→ **WORK TO COMPLETE**
Express every line of the rows below as a JSON list of strings, with one string per line and any blank lines omitted.

### DATA SECTION

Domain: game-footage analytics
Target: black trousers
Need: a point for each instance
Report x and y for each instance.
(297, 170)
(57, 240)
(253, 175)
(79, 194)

######

→ **FINAL ANSWER**
[
  "Domain: game-footage analytics",
  "Target: black trousers",
  "Need: a point for each instance",
  "Report x and y for each instance.",
  "(297, 170)",
  "(57, 240)",
  "(253, 175)",
  "(79, 194)"
]